For the next six weeks we're profiling some of the UK's upcoming and mainstay musical movements. First up, we introduce you to Southern Hospitality.
Tell us who Southern Hospitality is and its origins?
Rob Pursey: Southern Hospitality is myself, Davey Boy Smith and Superix. The movement was born out of a general love for new music and largely to represent music we felt might be slightly overlooked, particularly regional rap. Myself and Superix put on events in London in the early to mid-2000s with that agenda and used the Southern Hospitality name to communicate the music policy, realising that once we had there were other people out there who were likeminded and were craving the newer sounds too. Once Davey came on board, everything crystallised and we had an opportunity to push what we saw as cutting-edge rap and R&B music through the new platforms that were emerging. Davey and myself were both writers at the time for various rap-related magazines and just began to push the content through our site, which then made links with many artists and scenes that we could then support and promote.
When we see the words ‘Southern Hospitality’ a lot of rap fans would automatically draw relation to Outkast and the rise of southern rap. Do you guys adopt the “south got something to say” mantra in regards to your musical taste and how you conduct yourselves?

++++++++

§ Problems to solve
(1) Check each statement against the Southern Hospitality interview and answer yes or no, quoting the words that decide it: (a) Southern Hospitality is made up of three people. (b) Rob Pursey and Superix put on their early events in Manchester. (c) Davey and Rob Pursey both wrote for rap-related magazines.
(2) Please set down everything in the Southern Hospitality interview from "When we see" down to "you conduct yourselves?".
You can ignore the records.

++++++++

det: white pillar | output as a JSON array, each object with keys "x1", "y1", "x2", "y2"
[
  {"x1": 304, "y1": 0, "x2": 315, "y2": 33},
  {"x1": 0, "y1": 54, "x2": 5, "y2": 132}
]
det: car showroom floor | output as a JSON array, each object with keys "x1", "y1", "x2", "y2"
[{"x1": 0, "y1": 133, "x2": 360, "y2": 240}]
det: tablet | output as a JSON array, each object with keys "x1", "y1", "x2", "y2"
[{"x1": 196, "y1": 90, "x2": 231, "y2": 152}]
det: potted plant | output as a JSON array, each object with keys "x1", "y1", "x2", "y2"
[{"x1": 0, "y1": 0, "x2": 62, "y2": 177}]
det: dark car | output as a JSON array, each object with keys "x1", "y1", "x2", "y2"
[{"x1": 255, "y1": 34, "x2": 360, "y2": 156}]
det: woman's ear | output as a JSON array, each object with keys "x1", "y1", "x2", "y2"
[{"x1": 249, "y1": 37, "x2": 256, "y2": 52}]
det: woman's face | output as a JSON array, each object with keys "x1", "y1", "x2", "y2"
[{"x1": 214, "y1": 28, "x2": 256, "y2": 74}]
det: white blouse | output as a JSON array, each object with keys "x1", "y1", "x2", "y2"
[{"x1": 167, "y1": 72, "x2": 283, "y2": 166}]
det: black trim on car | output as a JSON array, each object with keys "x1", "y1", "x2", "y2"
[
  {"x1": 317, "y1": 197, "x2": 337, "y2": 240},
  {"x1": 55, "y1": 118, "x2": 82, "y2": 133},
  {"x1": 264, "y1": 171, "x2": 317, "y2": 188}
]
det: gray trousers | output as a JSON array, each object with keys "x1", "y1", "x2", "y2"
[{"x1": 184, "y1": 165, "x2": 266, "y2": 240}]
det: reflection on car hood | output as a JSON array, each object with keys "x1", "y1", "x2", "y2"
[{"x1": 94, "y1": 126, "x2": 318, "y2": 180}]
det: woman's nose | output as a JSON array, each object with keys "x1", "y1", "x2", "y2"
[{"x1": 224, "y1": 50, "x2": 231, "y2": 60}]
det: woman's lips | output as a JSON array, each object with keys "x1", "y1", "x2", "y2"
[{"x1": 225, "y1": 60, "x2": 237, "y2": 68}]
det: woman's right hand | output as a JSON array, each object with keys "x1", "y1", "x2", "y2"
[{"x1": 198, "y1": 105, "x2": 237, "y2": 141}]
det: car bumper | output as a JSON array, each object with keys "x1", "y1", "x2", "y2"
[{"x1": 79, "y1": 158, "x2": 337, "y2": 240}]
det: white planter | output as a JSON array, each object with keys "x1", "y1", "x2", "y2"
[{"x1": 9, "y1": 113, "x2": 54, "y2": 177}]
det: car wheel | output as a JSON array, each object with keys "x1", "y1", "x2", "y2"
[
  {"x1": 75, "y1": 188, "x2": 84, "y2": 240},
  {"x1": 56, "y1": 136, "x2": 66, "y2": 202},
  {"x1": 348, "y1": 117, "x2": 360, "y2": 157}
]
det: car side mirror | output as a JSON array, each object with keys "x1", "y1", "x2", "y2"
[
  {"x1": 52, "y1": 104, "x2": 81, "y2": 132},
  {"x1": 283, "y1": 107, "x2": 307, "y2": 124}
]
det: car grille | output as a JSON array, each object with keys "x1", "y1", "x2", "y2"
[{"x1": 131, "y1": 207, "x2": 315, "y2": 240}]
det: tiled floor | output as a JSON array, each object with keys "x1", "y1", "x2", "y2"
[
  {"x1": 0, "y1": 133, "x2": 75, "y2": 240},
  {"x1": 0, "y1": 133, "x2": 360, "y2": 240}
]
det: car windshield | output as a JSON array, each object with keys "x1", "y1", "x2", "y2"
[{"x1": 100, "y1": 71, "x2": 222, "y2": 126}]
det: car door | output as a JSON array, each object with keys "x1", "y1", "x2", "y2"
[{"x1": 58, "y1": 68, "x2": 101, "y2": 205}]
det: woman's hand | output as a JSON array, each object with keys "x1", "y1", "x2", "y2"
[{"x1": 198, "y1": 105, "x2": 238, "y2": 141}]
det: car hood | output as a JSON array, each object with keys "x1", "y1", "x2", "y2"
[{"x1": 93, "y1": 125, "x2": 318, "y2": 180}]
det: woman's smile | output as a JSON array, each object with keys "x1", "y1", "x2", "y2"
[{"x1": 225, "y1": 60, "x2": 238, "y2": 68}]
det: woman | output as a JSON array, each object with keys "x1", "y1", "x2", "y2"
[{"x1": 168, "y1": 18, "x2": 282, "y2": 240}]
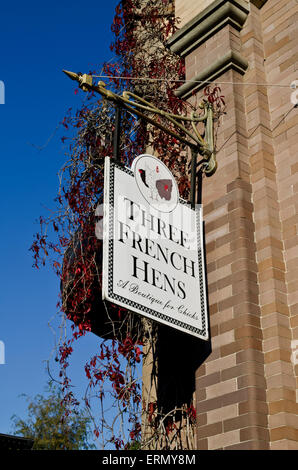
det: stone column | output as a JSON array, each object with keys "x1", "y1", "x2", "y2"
[{"x1": 170, "y1": 0, "x2": 269, "y2": 449}]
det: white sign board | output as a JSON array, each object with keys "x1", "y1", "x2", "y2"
[{"x1": 103, "y1": 155, "x2": 209, "y2": 340}]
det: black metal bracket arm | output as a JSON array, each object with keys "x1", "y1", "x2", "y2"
[{"x1": 63, "y1": 70, "x2": 217, "y2": 208}]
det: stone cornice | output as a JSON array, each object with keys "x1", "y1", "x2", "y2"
[
  {"x1": 175, "y1": 51, "x2": 248, "y2": 99},
  {"x1": 168, "y1": 0, "x2": 249, "y2": 57}
]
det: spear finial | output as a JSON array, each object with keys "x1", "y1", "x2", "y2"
[{"x1": 63, "y1": 70, "x2": 80, "y2": 82}]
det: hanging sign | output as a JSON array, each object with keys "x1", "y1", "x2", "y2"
[{"x1": 103, "y1": 155, "x2": 209, "y2": 340}]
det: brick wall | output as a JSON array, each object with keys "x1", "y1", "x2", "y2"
[{"x1": 170, "y1": 0, "x2": 298, "y2": 449}]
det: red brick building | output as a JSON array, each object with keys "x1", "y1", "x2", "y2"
[{"x1": 169, "y1": 0, "x2": 298, "y2": 449}]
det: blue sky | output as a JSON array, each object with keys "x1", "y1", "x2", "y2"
[{"x1": 0, "y1": 0, "x2": 118, "y2": 440}]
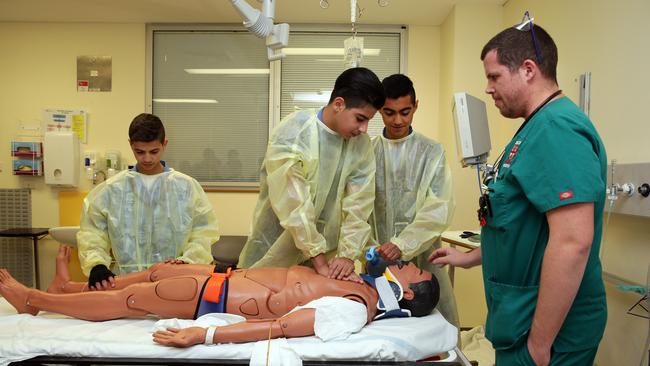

++++++++

§ Exercise solutions
(1)
(a) Yes: "Southern Hospitality is myself, Davey Boy Smith and Superix."
(b) No: "Myself and Superix put on events in London in the early to mid-2000s"
(c) Yes: "Davey and myself were both writers at the time for various rap-related magazines"

(2)
When we see the words ‘Southern Hospitality’ a lot of rap fans would automatically draw relation to Outkast and the rise of southern rap. Do you guys adopt the “south got something to say” mantra in regards to your musical taste and how you conduct yourselves?